Excerpt to read:
☆ ☆ ☆ ☆ ☆ ☆ ☆
One cup of kale might only have 36 calories, but it brings 5 grams of fiber, 40 percent of your daily requirement of magnesium, 180 percent of your necessary vitamin A, 200 percent of your vitamin C, and a whopping 1,020 percent of your vitamin K. As if that wasn’t enough to bring to the table for less than 40 calories, kale also covers 15 percent of your calcium and B6 requirements and is a good source of iron, potassium, phosphorous, copper, and manganese.
A pretty impressive payload, indeed!
This is probably a good spot to mention the benefits and potential problems of kale’s intense quantity of the potent antioxidant vitamin K. According to a study published in the American Journal of Clinical Nutrition, a diet rich in vitamin K can reduce the overall risk of developing or dying from cancer. Other studies have shown that vitamin K is an essential factor in bone health and proper blood clotting.
☆ ☆ ☆ ☆ ☆ ☆ ☆
Excerpted data:
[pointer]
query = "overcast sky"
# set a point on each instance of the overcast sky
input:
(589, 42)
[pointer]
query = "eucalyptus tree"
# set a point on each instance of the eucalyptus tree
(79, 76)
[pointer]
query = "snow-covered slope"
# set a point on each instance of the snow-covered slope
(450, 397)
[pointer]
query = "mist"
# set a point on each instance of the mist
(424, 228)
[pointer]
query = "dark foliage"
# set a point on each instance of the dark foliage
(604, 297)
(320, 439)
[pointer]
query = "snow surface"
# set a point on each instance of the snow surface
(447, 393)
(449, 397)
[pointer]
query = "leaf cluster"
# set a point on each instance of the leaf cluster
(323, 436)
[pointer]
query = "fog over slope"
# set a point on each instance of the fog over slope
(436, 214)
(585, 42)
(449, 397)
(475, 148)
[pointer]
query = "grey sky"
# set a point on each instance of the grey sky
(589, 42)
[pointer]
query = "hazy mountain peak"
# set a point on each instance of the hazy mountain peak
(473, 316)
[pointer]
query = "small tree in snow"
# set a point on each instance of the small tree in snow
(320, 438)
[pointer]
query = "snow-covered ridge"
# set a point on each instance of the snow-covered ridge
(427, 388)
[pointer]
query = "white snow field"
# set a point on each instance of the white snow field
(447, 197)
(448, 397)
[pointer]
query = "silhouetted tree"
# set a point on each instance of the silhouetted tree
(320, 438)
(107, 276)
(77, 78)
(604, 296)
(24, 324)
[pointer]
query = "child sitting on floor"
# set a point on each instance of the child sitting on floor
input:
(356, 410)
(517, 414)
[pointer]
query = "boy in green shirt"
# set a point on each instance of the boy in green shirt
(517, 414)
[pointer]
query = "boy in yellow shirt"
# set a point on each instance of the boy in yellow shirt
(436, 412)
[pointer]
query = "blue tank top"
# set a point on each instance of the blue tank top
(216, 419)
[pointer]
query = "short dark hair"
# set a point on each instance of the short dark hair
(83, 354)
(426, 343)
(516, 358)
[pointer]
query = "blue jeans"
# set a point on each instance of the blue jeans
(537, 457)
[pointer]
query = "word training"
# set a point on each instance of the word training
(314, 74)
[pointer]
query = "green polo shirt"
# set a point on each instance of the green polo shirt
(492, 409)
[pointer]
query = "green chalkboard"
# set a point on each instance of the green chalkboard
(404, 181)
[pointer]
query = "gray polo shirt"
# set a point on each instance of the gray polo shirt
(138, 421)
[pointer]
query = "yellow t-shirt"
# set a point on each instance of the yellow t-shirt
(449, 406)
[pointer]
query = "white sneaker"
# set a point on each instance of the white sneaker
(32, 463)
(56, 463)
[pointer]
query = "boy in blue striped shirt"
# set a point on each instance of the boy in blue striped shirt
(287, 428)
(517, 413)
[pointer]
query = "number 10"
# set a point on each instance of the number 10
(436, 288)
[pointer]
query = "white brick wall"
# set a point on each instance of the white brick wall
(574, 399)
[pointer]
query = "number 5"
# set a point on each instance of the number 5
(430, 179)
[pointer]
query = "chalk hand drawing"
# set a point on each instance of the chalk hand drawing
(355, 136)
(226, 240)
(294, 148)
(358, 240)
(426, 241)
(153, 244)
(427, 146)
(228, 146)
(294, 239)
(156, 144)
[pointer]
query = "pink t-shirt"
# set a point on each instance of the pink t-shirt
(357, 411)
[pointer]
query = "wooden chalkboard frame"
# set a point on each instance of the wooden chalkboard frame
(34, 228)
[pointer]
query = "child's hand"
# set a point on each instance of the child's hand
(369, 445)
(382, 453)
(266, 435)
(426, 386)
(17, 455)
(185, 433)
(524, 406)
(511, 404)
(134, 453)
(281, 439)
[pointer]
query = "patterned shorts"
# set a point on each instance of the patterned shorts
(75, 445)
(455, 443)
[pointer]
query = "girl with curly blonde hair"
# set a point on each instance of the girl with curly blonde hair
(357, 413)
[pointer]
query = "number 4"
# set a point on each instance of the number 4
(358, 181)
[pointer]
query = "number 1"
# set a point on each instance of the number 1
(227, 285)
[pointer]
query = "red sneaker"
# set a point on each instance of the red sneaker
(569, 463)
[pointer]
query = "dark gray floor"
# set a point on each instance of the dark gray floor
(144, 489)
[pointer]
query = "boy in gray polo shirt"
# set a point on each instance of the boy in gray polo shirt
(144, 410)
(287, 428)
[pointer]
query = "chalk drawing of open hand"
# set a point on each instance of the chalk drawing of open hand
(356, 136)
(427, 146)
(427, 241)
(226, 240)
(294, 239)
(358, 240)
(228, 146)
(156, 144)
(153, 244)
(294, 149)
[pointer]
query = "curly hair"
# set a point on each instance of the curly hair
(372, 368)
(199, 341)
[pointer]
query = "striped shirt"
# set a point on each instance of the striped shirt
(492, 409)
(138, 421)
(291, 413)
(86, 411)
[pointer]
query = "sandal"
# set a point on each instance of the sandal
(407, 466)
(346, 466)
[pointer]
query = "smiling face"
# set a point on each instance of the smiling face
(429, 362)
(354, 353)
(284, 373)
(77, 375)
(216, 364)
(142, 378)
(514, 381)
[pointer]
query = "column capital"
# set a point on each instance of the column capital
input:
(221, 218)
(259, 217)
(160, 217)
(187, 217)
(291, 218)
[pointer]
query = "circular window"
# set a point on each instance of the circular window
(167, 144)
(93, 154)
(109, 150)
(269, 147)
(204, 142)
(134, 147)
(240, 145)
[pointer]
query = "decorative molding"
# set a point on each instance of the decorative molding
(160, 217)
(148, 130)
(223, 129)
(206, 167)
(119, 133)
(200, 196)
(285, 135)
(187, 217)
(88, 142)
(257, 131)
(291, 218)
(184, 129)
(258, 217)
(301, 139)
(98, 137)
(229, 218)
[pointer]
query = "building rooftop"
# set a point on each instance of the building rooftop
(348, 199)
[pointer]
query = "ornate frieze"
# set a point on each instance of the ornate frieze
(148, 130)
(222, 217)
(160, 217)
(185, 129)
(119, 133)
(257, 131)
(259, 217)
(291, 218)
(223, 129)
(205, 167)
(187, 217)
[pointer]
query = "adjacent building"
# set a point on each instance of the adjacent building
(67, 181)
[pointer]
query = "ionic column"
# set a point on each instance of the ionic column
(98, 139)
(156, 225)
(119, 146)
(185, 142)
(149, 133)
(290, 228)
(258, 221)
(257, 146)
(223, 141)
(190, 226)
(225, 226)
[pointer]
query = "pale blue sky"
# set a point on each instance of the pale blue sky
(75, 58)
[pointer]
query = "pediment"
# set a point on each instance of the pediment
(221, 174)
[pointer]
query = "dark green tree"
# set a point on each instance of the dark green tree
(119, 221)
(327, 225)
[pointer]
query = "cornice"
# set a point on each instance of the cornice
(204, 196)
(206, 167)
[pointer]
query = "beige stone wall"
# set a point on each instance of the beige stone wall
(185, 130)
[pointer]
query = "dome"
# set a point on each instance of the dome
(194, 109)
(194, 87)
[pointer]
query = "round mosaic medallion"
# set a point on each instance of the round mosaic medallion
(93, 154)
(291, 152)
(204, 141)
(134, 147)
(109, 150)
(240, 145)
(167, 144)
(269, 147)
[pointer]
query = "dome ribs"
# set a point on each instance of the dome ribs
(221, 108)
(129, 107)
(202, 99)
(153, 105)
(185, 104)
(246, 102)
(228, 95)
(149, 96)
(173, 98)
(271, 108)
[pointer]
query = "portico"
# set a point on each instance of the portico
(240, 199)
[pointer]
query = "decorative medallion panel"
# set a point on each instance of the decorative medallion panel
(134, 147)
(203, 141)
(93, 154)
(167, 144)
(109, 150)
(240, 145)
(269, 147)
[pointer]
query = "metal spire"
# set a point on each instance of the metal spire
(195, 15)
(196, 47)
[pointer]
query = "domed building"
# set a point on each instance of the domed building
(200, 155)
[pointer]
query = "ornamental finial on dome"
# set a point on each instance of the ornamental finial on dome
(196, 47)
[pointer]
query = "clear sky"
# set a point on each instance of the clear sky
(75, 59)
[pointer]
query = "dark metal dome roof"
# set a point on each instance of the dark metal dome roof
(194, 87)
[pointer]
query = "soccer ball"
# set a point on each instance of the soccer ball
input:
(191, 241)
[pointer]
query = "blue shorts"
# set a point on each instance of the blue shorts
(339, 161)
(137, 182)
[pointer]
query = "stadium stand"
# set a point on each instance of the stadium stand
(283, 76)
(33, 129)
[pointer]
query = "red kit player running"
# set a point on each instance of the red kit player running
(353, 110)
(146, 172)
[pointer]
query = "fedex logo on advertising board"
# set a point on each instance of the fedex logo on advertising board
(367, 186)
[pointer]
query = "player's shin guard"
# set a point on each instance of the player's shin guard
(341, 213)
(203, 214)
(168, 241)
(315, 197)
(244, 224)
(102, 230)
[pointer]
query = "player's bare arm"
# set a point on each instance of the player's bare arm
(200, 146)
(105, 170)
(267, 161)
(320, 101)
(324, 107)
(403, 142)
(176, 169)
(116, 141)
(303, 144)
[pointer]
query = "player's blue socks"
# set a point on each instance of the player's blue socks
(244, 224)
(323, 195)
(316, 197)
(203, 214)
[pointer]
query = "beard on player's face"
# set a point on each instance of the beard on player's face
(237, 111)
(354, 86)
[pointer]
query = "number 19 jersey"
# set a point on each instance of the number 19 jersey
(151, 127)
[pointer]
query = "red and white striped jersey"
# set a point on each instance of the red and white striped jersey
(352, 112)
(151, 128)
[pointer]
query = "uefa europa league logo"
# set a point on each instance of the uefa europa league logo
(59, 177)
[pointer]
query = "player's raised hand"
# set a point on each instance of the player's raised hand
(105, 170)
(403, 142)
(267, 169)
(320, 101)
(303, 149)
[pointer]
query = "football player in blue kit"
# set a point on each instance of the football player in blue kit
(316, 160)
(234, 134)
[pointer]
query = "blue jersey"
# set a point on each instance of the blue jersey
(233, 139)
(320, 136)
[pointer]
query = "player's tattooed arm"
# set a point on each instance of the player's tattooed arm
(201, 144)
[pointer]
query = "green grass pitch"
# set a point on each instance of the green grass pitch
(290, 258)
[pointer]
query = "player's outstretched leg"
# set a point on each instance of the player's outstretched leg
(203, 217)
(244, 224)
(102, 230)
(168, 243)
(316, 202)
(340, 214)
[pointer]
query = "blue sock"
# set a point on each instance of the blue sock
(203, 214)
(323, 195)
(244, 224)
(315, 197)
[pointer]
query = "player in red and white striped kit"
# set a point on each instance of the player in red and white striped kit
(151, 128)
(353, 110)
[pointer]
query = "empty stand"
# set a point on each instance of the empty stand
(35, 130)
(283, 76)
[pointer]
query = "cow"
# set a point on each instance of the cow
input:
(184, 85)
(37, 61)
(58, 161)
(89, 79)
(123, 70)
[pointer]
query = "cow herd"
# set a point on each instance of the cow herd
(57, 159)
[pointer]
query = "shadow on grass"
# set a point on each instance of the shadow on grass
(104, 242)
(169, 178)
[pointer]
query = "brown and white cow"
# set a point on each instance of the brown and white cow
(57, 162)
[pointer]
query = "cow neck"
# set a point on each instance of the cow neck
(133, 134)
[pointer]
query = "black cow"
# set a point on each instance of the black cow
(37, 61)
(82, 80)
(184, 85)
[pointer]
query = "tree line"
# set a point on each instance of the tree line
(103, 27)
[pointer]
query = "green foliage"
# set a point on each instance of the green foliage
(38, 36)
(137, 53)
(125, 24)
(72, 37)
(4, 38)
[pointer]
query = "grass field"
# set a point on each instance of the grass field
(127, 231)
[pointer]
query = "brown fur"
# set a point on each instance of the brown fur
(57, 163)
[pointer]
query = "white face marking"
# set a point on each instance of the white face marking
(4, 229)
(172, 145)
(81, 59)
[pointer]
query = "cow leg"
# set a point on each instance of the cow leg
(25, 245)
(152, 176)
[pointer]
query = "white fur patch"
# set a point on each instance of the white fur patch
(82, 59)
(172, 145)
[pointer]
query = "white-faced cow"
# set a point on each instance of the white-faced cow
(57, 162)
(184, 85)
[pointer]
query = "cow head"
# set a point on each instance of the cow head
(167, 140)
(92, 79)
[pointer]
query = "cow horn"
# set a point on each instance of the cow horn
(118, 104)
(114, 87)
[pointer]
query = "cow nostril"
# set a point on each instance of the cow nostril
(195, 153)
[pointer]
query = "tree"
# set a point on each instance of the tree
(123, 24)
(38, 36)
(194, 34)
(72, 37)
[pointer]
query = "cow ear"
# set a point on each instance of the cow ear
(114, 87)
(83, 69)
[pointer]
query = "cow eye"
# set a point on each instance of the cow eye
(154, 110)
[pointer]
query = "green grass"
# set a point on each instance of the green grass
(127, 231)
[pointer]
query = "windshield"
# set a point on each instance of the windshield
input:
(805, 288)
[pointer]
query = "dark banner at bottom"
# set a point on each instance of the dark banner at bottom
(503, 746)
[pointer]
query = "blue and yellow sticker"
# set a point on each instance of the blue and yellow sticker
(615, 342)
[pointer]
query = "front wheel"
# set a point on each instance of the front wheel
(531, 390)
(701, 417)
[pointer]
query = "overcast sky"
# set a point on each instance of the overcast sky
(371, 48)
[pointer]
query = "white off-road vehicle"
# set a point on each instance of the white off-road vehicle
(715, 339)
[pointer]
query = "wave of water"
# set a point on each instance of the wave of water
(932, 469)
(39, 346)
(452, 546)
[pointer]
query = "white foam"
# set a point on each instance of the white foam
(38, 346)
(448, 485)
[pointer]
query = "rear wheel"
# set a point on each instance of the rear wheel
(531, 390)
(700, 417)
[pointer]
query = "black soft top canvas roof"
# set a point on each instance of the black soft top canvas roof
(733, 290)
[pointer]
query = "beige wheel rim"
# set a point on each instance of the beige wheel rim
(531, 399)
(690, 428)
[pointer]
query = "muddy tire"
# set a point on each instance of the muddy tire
☆ ☆ ☆ ☆ ☆ ☆ ☆
Tasks for this exercise:
a – According to the kale passage, how many calories does one cup of kale have?
b – List every mineral the kale passage calls kale a good source of.
c – Translate this sentence from the kale passage into Spanish: "Other studies have shown that vitamin K is an essential factor in bone health and proper blood clotting."
The data has nothing to do with the kale passage.

Solutions to the exercise:
a – 36 calories

b – Iron, potassium, phosphorous, copper, manganese

c – Otros estudios han demostrado que la vitamina K es un factor esencial para la salud ósea y la coagulación sanguínea adecuada.